# To do
- A) According to the excerpt on Turkey's insurance and pensions sector, what level has Turkey's savings rate fallen to?
- B) From the excerpt on Turkey's insurance and pensions sector, transcribe the stretch from "Kalkavan said he" through "fighting in Libya." without changing a word.

Kalkavan said he saw great potential in political insurance, which he said Turkey’s contract construction industry lacked during the recent fighting in Libya.
The pensions sector in Turkey is expected to grow for years as housewives and people with unreported incomes take advantage of the matching-payment incentive. However, the near-term consequences of the new rules may create challenges. “The new regulation lowered the fees that we generate,” Cemal Kismir, the CEO of BNP Paribas, told OBG. “The projections show that it will be offset by higher volumes over the medium to long term.”
Still, for the segment to reach its potential, Turkish employers will have to be sold on the idea of contributing to private pensions as part of their benefits packages for employees – and that will depend for the most part on bringing the many Turkish business that operate partly in the shadows into the formal economy. The large number of small, family owned businesses make that a particularly hard task. Currently, many businesses avoid paying even the full amounts they should to employees’ public pensions by reporting to authorities only part of their workers’ real pay. Indeed, the new matching-payment incentive is largely aimed at drawing the many people who receive part of their wages informally into the private pensions system. At the same time, it is also a result of Turkey’s savings rate receding to 12%, with the government launching the scheme in order to increase the savings rate to include the individuals with no income.

# Information supplied
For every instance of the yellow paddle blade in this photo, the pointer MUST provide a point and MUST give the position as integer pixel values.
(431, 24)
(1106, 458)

# Answers for the tasks
- A) 12%

- B)
Kalkavan said he saw great potential in political insurance, which he said Turkey’s contract construction industry lacked during the recent fighting in Libya.